_GOAL_
Write out the lines below word for word, omitting the picture.

------ INPUT FOR THIS TASK ------

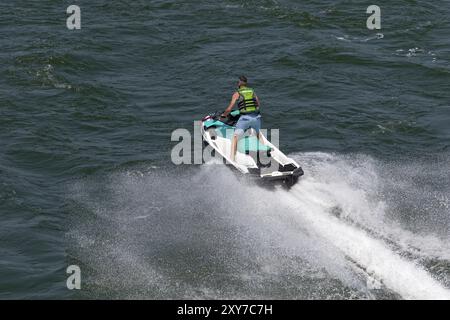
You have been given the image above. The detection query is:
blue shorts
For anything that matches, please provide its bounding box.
[234,113,261,136]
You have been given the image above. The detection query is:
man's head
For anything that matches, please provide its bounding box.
[238,76,247,87]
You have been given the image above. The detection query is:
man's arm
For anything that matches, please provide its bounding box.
[222,92,239,117]
[255,94,261,107]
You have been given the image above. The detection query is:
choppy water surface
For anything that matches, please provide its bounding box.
[0,0,450,299]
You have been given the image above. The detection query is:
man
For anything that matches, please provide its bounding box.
[222,76,263,161]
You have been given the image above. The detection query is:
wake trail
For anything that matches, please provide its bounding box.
[280,154,450,300]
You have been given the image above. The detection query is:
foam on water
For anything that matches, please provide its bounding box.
[70,153,450,299]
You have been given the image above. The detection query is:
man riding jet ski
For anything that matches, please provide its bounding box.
[201,76,303,186]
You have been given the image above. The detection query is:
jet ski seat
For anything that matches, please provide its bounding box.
[238,136,271,154]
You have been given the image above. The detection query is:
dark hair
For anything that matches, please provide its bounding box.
[239,76,247,83]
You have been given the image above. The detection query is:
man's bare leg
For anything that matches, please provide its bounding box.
[231,135,238,162]
[258,131,264,145]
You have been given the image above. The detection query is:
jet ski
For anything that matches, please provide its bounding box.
[201,110,303,187]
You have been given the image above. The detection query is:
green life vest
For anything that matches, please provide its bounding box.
[238,87,259,114]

------

_CORRECT RESULT_
You have been given the image above. The detection query is:
blue shorts
For anything that matches, please provide its bounding box.
[234,113,261,136]
You have been given the image above. The detection query is:
man's head
For anything that matches, please provide its bounding box.
[238,76,247,87]
You have been given the image above. The detection query is:
man's arm
For anything that matches, please provide its bounding box.
[222,92,239,117]
[255,94,261,107]
You have been given the image above. The detection query is:
choppy water surface
For anything that matches, please provide its bounding box.
[0,0,450,299]
You have been given the image above. The detection query is:
man
For anything that matches, please provide its bounding box.
[222,76,263,161]
You have been given the image above. The detection query is:
wake trail
For anything that matches, please provide its bounding box.
[280,154,450,300]
You have been given the image above. The detection query is:
foam on water
For anything that matches, please provide its bounding box.
[70,153,450,299]
You have been given the image above. The detection query is:
man riding jet ski
For anything that matches, please provide its bounding box.
[201,76,303,186]
You have been given the image above. The detection query is:
jet ski seat
For anything that matches, please provide its bounding box.
[238,136,271,154]
You have been given the image above. The detection query is:
dark hair
For anything that matches, please provide its bounding box.
[239,76,247,83]
You have been given the image above. The detection query is:
man's bare leg
For anything that matches, please provide its bounding box.
[231,135,238,162]
[258,131,264,145]
You have been given the image above. The detection query is:
jet ski
For anything that matches, please provide its bounding box.
[201,110,303,187]
You have been given the image above. The detection query is:
green life vest
For anything that matches, please provide its bounding box.
[238,87,259,114]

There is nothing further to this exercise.